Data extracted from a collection
================================

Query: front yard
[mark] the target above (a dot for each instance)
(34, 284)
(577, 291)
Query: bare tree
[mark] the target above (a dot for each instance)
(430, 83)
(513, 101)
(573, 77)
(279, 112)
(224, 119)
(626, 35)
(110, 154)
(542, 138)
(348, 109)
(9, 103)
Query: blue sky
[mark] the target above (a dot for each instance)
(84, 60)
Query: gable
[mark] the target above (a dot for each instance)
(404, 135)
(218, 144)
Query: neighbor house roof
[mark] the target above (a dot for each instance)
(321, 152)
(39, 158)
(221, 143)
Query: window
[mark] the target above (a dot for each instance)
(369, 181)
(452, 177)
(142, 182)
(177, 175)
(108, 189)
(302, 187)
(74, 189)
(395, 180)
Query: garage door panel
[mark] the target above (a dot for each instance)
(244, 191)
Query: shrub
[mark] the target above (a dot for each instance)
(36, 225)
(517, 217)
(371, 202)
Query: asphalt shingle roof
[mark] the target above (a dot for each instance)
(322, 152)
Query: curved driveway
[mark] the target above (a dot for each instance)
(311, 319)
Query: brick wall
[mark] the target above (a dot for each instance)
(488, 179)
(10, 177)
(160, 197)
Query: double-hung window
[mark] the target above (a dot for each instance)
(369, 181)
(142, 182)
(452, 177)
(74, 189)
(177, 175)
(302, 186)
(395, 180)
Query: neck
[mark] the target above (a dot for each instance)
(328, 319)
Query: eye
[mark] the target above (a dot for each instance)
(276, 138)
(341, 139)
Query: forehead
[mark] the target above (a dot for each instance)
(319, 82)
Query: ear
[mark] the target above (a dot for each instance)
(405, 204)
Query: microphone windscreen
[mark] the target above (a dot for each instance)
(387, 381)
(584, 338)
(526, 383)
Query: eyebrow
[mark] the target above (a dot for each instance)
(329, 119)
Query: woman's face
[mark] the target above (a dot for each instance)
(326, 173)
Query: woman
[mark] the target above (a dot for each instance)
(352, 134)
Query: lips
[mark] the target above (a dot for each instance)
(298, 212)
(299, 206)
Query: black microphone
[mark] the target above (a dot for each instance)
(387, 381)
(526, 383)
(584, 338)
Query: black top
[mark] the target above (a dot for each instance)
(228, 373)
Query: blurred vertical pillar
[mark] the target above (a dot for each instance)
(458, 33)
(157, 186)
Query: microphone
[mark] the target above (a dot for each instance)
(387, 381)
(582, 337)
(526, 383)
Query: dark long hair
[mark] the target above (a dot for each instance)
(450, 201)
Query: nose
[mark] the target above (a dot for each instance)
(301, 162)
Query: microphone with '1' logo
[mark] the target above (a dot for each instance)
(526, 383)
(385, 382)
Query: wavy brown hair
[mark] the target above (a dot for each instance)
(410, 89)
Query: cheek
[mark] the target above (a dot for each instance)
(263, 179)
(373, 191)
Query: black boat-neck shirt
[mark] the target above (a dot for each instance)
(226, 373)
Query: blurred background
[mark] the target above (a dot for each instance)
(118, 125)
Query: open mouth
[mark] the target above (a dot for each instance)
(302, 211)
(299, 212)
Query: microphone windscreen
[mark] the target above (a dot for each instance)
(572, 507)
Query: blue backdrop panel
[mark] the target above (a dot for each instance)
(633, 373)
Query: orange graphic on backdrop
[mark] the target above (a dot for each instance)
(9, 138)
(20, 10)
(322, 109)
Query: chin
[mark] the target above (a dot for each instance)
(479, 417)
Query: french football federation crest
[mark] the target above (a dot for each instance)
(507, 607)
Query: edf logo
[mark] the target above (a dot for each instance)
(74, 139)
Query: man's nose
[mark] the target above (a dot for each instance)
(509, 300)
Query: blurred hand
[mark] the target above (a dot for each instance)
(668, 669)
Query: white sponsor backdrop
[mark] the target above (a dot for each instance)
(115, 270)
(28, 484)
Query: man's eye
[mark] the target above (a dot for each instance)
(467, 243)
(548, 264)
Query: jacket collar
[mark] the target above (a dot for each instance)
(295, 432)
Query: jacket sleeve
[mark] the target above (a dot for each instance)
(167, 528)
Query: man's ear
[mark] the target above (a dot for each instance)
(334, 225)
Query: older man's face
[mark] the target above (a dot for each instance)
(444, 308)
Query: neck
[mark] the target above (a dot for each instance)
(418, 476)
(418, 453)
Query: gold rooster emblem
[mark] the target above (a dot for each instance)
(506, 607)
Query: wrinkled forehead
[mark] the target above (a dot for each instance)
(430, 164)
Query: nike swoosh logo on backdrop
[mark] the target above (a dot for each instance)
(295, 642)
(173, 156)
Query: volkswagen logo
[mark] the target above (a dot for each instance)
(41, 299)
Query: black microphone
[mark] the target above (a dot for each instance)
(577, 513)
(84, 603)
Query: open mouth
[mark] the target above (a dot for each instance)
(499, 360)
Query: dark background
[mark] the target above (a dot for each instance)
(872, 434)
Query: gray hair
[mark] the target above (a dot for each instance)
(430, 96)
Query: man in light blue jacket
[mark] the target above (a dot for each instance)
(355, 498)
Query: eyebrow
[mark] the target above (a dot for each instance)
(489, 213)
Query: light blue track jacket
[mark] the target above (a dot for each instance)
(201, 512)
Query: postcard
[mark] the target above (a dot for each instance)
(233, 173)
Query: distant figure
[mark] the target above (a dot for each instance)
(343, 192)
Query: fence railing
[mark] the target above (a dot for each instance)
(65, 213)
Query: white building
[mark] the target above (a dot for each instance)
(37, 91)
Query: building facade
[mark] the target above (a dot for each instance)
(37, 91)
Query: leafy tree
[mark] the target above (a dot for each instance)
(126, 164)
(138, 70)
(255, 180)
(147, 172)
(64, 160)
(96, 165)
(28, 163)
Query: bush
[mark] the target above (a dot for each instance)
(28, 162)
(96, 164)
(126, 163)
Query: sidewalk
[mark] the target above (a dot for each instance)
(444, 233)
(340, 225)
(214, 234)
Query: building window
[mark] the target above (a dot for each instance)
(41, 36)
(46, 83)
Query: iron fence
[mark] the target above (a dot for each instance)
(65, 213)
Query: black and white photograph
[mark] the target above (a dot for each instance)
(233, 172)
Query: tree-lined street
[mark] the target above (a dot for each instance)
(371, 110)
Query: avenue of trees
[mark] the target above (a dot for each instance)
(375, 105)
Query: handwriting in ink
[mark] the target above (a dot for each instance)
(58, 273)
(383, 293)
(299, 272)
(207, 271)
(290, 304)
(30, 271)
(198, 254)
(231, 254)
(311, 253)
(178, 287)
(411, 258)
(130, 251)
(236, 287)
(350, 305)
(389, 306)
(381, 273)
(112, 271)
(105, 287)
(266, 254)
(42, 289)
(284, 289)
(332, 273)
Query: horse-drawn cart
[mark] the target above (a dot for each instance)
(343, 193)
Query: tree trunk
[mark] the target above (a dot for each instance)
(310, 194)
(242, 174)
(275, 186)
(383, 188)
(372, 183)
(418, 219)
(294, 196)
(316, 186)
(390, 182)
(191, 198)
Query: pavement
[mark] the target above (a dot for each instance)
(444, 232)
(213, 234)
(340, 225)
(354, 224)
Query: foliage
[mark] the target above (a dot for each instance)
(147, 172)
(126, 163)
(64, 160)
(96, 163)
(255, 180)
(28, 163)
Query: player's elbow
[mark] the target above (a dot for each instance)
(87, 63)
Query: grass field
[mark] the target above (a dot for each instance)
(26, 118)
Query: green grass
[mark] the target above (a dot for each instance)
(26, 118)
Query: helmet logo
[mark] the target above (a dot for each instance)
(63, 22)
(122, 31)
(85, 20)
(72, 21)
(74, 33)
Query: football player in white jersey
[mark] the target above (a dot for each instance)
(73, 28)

================================

Exercise
The lines above from the one containing "Query: nose" through the one containing "Query: blurred hand" are to be set down exactly, and no others.

Solution
Query: nose
[mark] the target above (a dot for each instance)
(301, 162)
Query: microphone with '1' logo
[mark] the target above (a dot for each instance)
(526, 383)
(385, 382)
Query: wavy brown hair
[mark] the target above (a dot for each instance)
(410, 89)
Query: cheek
[mark] the target above (a dot for each instance)
(263, 179)
(373, 191)
Query: black boat-neck shirt
[mark] the target above (a dot for each instance)
(226, 373)
Query: blurred background
[mark] the target above (a dot for each instance)
(118, 125)
Query: open mouth
[mark] the target above (a dot for each instance)
(302, 211)
(299, 212)
Query: microphone windscreen
[mark] the target above (a dot for each instance)
(572, 507)
Query: blue backdrop panel
[mark] the target above (a dot for each instance)
(633, 373)
Query: orange graphic on backdrop
[mark] the target above (a dot for each instance)
(9, 138)
(20, 10)
(322, 109)
Query: chin
[mark] the target above (a dot for each instance)
(479, 417)
Query: french football federation crest
[mark] the target above (a dot for each instance)
(507, 607)
Query: edf logo
[mark] the target above (a dot for each instance)
(74, 139)
Query: man's nose
[mark] the target above (a dot for each instance)
(509, 300)
Query: blurred hand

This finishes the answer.